▶ **HOW TO COMPLETE THIS TASK**: Set down each line of the records once more, precisely, and omit the pictures.
(RECORDS SHOWN begins)
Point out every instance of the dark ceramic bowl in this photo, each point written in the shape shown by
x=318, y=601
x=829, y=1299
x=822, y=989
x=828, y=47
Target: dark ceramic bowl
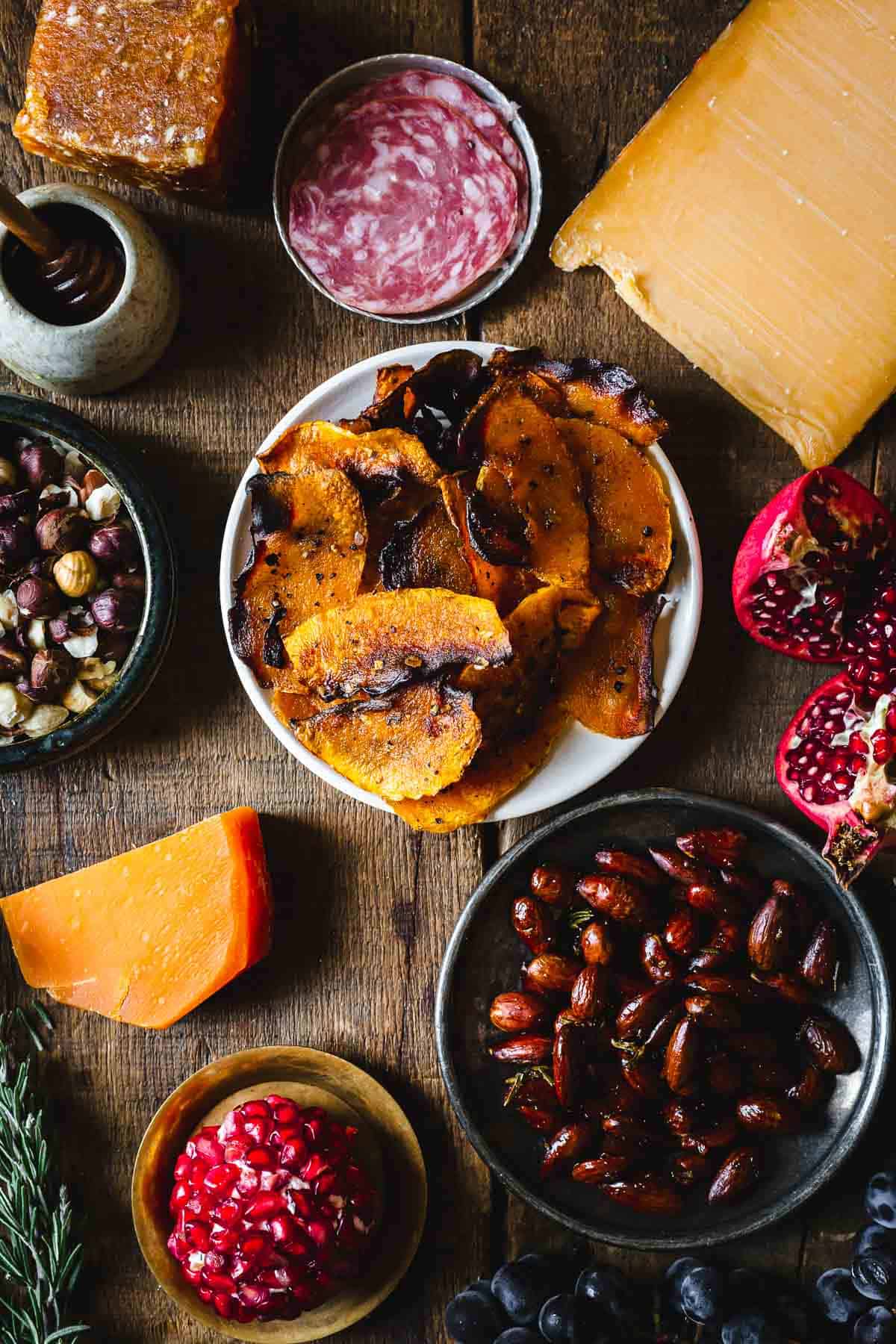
(RECORDS SHOWN ends)
▶ **SOLUTION TO THE EXERCISE**:
Point out every instance of the dark ceramic bowl in this photo, each point written in the shape shown by
x=318, y=601
x=829, y=1299
x=822, y=989
x=828, y=47
Target: dark ceramic bowl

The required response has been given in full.